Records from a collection
###

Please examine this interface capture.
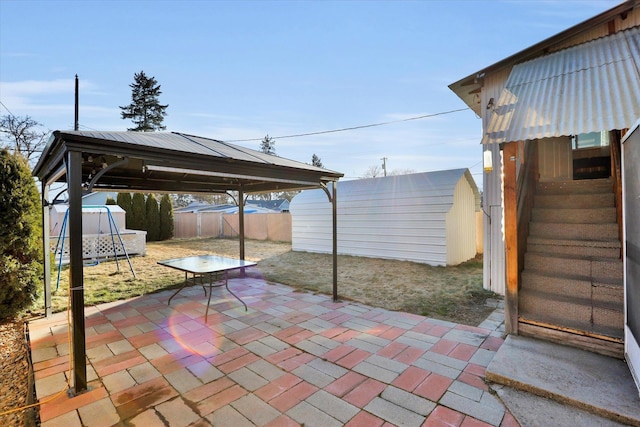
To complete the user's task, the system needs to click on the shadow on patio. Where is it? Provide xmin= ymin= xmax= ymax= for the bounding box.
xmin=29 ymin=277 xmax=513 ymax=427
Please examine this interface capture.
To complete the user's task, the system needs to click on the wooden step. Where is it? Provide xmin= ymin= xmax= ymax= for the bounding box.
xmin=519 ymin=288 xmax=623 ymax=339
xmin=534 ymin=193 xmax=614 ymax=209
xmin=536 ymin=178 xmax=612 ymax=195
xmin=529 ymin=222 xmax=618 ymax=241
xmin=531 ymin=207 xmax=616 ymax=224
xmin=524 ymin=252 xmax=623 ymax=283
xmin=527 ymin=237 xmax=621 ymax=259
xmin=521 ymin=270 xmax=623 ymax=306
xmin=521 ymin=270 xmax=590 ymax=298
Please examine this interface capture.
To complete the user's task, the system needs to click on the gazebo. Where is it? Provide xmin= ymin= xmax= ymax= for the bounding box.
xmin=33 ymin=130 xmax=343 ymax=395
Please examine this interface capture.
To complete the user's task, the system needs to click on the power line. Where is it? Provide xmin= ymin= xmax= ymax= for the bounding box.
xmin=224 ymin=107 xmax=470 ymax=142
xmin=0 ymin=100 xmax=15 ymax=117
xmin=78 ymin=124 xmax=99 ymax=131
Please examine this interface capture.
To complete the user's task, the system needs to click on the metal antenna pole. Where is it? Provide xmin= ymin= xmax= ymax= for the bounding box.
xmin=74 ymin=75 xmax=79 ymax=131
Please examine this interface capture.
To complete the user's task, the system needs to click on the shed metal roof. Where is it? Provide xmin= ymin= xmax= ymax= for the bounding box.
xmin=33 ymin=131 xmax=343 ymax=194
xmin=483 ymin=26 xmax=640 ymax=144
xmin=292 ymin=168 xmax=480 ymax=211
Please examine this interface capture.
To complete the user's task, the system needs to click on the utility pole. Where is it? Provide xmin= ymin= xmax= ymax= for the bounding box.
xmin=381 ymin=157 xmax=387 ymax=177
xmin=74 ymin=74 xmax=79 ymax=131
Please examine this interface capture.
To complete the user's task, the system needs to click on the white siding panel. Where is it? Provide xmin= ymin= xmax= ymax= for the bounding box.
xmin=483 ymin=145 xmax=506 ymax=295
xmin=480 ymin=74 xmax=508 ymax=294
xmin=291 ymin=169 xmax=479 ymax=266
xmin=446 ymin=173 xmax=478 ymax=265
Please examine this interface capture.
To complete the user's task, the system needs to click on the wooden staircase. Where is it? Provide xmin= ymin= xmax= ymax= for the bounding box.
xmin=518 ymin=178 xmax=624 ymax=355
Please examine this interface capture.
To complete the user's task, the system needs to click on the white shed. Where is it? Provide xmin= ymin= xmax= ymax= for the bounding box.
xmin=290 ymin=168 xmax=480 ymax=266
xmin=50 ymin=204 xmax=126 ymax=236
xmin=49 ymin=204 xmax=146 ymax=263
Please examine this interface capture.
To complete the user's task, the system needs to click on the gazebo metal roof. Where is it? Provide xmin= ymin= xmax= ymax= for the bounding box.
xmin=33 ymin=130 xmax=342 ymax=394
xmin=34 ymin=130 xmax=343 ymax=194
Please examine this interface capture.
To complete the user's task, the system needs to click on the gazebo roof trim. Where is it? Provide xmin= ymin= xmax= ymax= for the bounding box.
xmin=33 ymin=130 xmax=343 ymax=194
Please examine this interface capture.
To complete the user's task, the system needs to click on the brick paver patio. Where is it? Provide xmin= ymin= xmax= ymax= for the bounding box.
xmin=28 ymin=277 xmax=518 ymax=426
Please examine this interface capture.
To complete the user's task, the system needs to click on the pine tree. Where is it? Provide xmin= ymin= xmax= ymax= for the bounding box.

###

§ **WHAT THE TASK REQUIRES**
Please write out all of the data verbatim, with no pictures in the copy.

§ **SOLUTION FOR THIS EXERCISE**
Please examine this interface capture.
To complete the user's task, the system needs to click on the shadow on patio. Where is it? Provide xmin= ymin= xmax= ymax= for the bounding box.
xmin=29 ymin=277 xmax=513 ymax=427
Please examine this interface capture.
To complete the user's task, the system needs to click on the wooden step. Where is it? Provide xmin= ymin= xmax= ymax= for the bounding box.
xmin=519 ymin=288 xmax=623 ymax=339
xmin=534 ymin=193 xmax=614 ymax=209
xmin=536 ymin=178 xmax=612 ymax=195
xmin=529 ymin=222 xmax=618 ymax=241
xmin=531 ymin=207 xmax=616 ymax=224
xmin=524 ymin=252 xmax=623 ymax=283
xmin=527 ymin=237 xmax=621 ymax=259
xmin=521 ymin=270 xmax=623 ymax=306
xmin=521 ymin=270 xmax=590 ymax=298
Please examine this interface capture.
To complete the user's task, the system needs to click on the gazebo. Where is it? Provide xmin= ymin= xmax= ymax= for the bounding box.
xmin=33 ymin=130 xmax=343 ymax=395
Please examine this interface capture.
To complete the user's task, the system needs to click on the power line. Where is it? Provide xmin= ymin= xmax= ymax= for the bounding box.
xmin=224 ymin=107 xmax=470 ymax=142
xmin=0 ymin=100 xmax=15 ymax=117
xmin=78 ymin=124 xmax=99 ymax=131
Please examine this interface capture.
To complete the user's task, the system needs to click on the metal antenna pole. Where is it? Provide xmin= ymin= xmax= ymax= for the bounding box.
xmin=74 ymin=75 xmax=79 ymax=131
Please examine this interface capture.
To complete the user's task, the system needs to click on the shed metal roof. Where is it? Provide xmin= ymin= xmax= ymax= for the bounding box.
xmin=33 ymin=131 xmax=343 ymax=194
xmin=483 ymin=26 xmax=640 ymax=144
xmin=292 ymin=168 xmax=480 ymax=211
Please examine this interface capture.
To complete the user's task, the system needs to click on the utility pole. Where is it? Provide xmin= ymin= xmax= ymax= for the bounding box.
xmin=381 ymin=157 xmax=387 ymax=177
xmin=74 ymin=74 xmax=79 ymax=131
Please examine this interface capture.
To complete the user's task, the system needs to click on the white siding panel. Where is it? Provide xmin= ymin= xmax= ymax= for the bounding box.
xmin=483 ymin=145 xmax=506 ymax=295
xmin=480 ymin=74 xmax=508 ymax=294
xmin=291 ymin=169 xmax=479 ymax=266
xmin=446 ymin=173 xmax=478 ymax=265
Please examine this interface capture.
To complete the user's task, the system needs to click on the wooden staircase. Where is it? Provide xmin= ymin= xmax= ymax= for the bounding box.
xmin=518 ymin=178 xmax=624 ymax=355
Please examine this interface capture.
To complete the user's task, the system needs to click on the white shed. Where is it? Provide xmin= ymin= xmax= ymax= for the bounding box.
xmin=290 ymin=168 xmax=480 ymax=266
xmin=50 ymin=204 xmax=126 ymax=236
xmin=49 ymin=204 xmax=146 ymax=263
Please examine this interface capture.
To complete the user's task, the system needs to click on the gazebo metal roof. Where is it? Provide xmin= ymin= xmax= ymax= for the bounding box.
xmin=33 ymin=130 xmax=342 ymax=394
xmin=34 ymin=130 xmax=343 ymax=194
Please examine this interface capture.
To complete the user's task, the system needs to click on the gazebo roof trim. Where is it? Provide xmin= ymin= xmax= ymax= for the bounding box.
xmin=33 ymin=130 xmax=343 ymax=194
Please examine this interface capture.
To complete the user's task, the system needs to click on the brick paver patio. Where is it? Provide xmin= ymin= xmax= ymax= for the bounding box.
xmin=28 ymin=277 xmax=518 ymax=426
Please examine this interface capture.
To complete the user's task, the system needs to click on the pine tree. Where is it? Provide xmin= ymin= xmax= ymax= for the bounding box.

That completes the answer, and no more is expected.